[Source records]
────────

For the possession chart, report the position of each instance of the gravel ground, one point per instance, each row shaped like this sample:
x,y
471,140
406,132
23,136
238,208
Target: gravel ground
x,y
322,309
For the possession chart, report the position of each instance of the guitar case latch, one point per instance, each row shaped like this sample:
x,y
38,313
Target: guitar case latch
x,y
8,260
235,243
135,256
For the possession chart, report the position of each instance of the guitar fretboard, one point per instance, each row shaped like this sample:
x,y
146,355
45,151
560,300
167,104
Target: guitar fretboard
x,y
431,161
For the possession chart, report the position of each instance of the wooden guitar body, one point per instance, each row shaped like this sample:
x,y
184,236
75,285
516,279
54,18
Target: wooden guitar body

────────

> TASK DIRECTIONS:
Repeat each record above precisely as written.

> EXERCISE OUTPUT:
For the possession chart, report the position of each instance of the gravel ground, one point per instance, each row shaped like this sample:
x,y
471,140
406,132
23,136
238,208
Target: gravel ground
x,y
322,309
For the possession chart, report the position of each instance of the guitar case latch, one point per instance, each row shaped like this sample:
x,y
38,313
Target: guitar case latch
x,y
8,260
235,243
135,256
For the possession chart, report the position of each instance of the guitar fretboard, one point per instance, each row shaped like this sample:
x,y
146,355
45,151
560,300
167,104
Target: guitar fretboard
x,y
431,161
For the possession chart, report the position of each instance of the wooden guitar body, one point per instance, each row shaped like this sample:
x,y
184,236
75,285
516,279
54,18
Target: wooden guitar body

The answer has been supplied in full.